#### GIVEN PROBLEM 1
Convert the rows into a numbered list with blank lines omitted, starting at the first row and ending at the line containing "[[[283,163],[270,169],[264,189],[283,189]]]", with both ends included.
#### GIVEN PROBLEM 2
Carry on the text about proofs by mathematical induction from where it stops.

#### GIVEN TEXT
--

What happens when we plug in integer values for $a$? What does $P(a)$ return? Run the code block below to find out: 

In [10]:
for a in range(1, 10): 
    print(P(a))

False
False
False
True
True
True
True
True
True


So $P(a)$ is not a formula per se. It is neither $a!$ nor $2^a$. Instead, $P(a)$ is a _statement about whether $a!$ is greater than $2^a$._ It returns `True` if that inequality holds and `False` if it doesn't. This is the case for every predicate. 

Now let's talk about the __framework__ for a proof by mathematical induction. Inductions proofs are nice to work with because they have a very well-defined framework. 

A proof by mathematical induction has __three distinct steps__: 

1. __Base case:__ Show via an example that the predicate is true in the smallest possible case. 
2. __Induction hypothesis:__ Assume that the predicate is true for some arbitrary positive integer, say $k$. 
3. __Inductive step:__ Having assumed the induction hypothesis, prove that the predicate is true for the _next_ positive integer, that is $k+1$. 

In a minute, we'll consider _why_ an induction proof structured along these lines actually works. That is, why should we consider an argument with this structure to be convincing and correct? But first, let's consider an example of a __framework__ for an induction proof. This framework would consist of the following: 

1. __A statement of what needs to be shown for the base case.__
2. __A clear, unambiguous, fleshed-out statement of the induction hypothesis.__ 
3. __A clear, unambgiuous, fleshed-out statement of the inductive step.__ 

For example, here is a completed framework for a proof by induction for the proposition "For every natural number $n$, the Fibonacci number $F_{3n}$ is even". 

__Step 0: Identify the predicate.__ Before the framework really begins, we need to identify the predicate and the name of the variable. As we saw above, the predicate is "the Fibonacci number $F_{3n}$ is even" (basically it's the proposition minus the quantifier) and the variable is called $n$. 

__Step 1: Write out the base case.__ We need to demonstrate that the proposition is true in the smallest possible case. Well, the smallest natural number is $n=1$. So we would need to show that 

>_Base case_: Show that $F_3$ is even. 

(Question: Why doesn't this say "Show that $F_1$ is even"?) 

__Step 2: State the induction hypothesis.__ This is merely restating the predicate for an arbitrary natural number, along with making it clear that we are _assuming_ this: 

>_Induction hypothesis_: Assume that for some natural number $k$, the Fibonacci number $F_{3k}$ is even. 

(Questions: Why does it say "for some natural number" (singular) instead of "for all natural numbers" (plural)? Why are we using natural numbers at all? And why does the last part say $F_{3k}$ instead of $F_{3n}$?) 

__Step 3: State the inductive step.__ This is merely stating the predicate for the next value of the variable, along with making it clear that we are going to _prove_ this: 

>_Inductive step_: Prove that the Fibonacci number $F_{3(k+1)}$ is even. 

(Question: Why does this say $F_{3(k+1)}$ and not $F_{3k+1}$? Note the difference in parentheses.)

--

[Stored items]

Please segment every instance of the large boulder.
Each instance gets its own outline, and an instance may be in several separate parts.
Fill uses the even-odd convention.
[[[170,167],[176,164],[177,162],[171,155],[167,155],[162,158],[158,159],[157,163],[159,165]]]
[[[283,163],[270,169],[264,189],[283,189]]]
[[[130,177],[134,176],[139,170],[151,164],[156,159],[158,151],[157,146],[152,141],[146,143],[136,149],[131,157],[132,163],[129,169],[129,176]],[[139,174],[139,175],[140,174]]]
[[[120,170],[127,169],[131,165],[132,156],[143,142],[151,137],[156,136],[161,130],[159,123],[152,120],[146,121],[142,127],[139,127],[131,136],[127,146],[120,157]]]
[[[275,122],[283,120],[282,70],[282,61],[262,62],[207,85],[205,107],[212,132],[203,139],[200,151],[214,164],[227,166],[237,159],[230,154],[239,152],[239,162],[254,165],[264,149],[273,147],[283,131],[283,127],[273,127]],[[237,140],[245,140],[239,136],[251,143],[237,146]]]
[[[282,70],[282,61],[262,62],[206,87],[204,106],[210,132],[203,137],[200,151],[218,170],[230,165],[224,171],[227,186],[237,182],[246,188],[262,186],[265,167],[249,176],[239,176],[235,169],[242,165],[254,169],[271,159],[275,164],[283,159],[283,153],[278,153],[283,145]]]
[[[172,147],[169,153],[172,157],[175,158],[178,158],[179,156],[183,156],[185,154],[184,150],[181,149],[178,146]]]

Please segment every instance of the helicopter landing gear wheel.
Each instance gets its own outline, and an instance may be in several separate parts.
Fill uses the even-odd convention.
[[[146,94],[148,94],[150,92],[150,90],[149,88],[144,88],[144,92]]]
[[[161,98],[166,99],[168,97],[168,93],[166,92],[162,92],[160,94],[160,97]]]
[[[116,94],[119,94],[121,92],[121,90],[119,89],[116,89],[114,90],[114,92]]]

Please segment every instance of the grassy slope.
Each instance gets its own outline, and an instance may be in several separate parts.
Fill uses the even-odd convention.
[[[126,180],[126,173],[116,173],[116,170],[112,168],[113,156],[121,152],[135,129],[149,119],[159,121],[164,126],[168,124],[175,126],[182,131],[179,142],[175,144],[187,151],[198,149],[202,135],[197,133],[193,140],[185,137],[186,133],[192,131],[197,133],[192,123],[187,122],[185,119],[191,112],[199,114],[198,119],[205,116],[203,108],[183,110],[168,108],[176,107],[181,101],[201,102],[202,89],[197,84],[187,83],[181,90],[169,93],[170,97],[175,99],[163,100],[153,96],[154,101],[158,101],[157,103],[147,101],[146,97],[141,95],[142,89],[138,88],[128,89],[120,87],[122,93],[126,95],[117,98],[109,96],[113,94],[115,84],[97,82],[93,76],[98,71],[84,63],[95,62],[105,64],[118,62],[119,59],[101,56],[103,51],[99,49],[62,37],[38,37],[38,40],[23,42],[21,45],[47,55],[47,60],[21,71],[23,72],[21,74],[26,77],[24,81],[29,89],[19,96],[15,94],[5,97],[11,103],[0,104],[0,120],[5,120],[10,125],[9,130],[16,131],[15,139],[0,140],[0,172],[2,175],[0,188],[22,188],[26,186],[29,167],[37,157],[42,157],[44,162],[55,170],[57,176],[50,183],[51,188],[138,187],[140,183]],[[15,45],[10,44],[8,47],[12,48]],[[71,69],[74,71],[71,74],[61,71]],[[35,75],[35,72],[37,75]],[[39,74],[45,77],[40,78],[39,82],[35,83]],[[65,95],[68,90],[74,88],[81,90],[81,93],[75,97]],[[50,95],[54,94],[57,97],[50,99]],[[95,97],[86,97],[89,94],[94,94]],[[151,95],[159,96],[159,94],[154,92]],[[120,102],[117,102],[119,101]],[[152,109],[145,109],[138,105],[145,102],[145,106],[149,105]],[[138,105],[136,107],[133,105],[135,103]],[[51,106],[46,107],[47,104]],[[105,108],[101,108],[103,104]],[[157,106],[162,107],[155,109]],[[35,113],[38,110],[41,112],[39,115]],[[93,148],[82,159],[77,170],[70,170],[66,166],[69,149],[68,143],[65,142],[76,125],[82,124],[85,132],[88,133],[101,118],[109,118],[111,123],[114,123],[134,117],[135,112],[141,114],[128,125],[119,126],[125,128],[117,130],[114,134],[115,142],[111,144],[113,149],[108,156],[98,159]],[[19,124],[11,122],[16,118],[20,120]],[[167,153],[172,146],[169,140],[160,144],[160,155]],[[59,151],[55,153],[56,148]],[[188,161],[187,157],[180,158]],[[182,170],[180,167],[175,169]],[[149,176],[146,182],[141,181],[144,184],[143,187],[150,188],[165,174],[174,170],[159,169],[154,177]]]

--

#### REPLY 1
1. Please segment every instance of the large boulder.
2. Each instance gets its own outline, and an instance may be in several separate parts.
3. Fill uses the even-odd convention.
4. [[[170,167],[176,164],[177,162],[171,155],[167,155],[162,158],[158,159],[157,163],[159,165]]]
5. [[[283,163],[270,169],[264,189],[283,189]]]

#### REPLY 2
Please note the following important fact: 

>__Once you identify the predicate in the proposition, writing a framework for an induction proof s stupidly easy.__

This is because the base case, inductive hypothesis, and inductive step _are all just instances of the predicate_. On the flip side, if you attempt an induction proof without taking the time to clearly identify the predicate, it often ends badly. 

### Aside: Why does induction work? 

Remember the oral exam from earlier, where I wanted to be convinced you knew how to generate the entire Fibonacci sequence without actually trying to generate it all? The key components were 

- Your ability to start the sequence 
- Your ability to go from an arbitrary point in the sequence to the next step 

Those two parts were sufficient to prove to me that you know the Fibonacci sequence. This is how an induction proof works. The base case shows you can start the process. Then, if you assume that you have continued the process up to a certain point, you then prove you can get to the next point. Those two things put together mean you can, in theory, demonstrate the truth of the proposition _for all_ values of the variable that are claimed to produce truth. 

For more information, see the videos that are included in this assignment separately. 

## A completed proof 

Here is a complete proof of the proposition that "For every natural number $n$, the Fibonacci number $F_{3n}$ is even". See if you can identify the waypoints that are provided by the framework, and question any step you don't understand. 


>__Proof:__ For the base case, we will show that the predicate is true when $n=1$. That is, we show that $F_3$ is even. By definition, $F_3 = 2$ and this is even, so the base case is established. 

>Now for the inductive hypothesis, assume that $F_{3k}$ is even for some positive integer $k$. We want to show that $F_{3(k+1)}$ is even. That is, we want to show that $F_{3k+3}$ is even. By the definition of the Fibonacci sequence, $F_{3k+3}$ is the sum of the previous two Fibonacci numbers: 
$$F_{3k+3} = F_{3k+2} + F_{3k+1}$$
Using the same logic, we can split up $F_{3k+2}$:
$$F_{3k+3} = (F_{3k+1} + F_{3k}) + F_{3k+1}$$
This equals $2 F_{3k+1} + F_{3k}$. By the inductive hypothesis we have assumed that $F_{3k}$ is even. Note that $2 F_{3k+1}$ is even because it is a multiple of 2. And we know* that the sum of two even integers is another even integer. Therefore $F_{3k+3}$ is even, which is what we wanted to show. 

$\ast$ _In the context of MTH 225 and MTH 325, we usually prove that the sum of two even integers is an even integer as a basic exercise; and it's OK to assume the results of such exercises in later proofs, just like you reuse code from earlier projects in new projects._ 

## Two variations on mathematical induction

All of the examples you saw above involve propositions that are claimed to be true over some subset of the natural numbers. But sometimes we encounter propositions that seem amenable to induction but involve different sets. There are two variations on the basic induction theme that address these situations.

### Strong Induction

The flow of an induction proof went like this: 

1. __Base case:__ Show that the predicate is true in the smallest possible case. 
2. __Induction hypothesis:__ Assume that the predicate is true for some arbitrary positive integer, say $k$. 
3. __Inductive step:__ Having assumed the induction hypothesis, prove that the predicate is true for the _next_ positive integer, that is $k+1$.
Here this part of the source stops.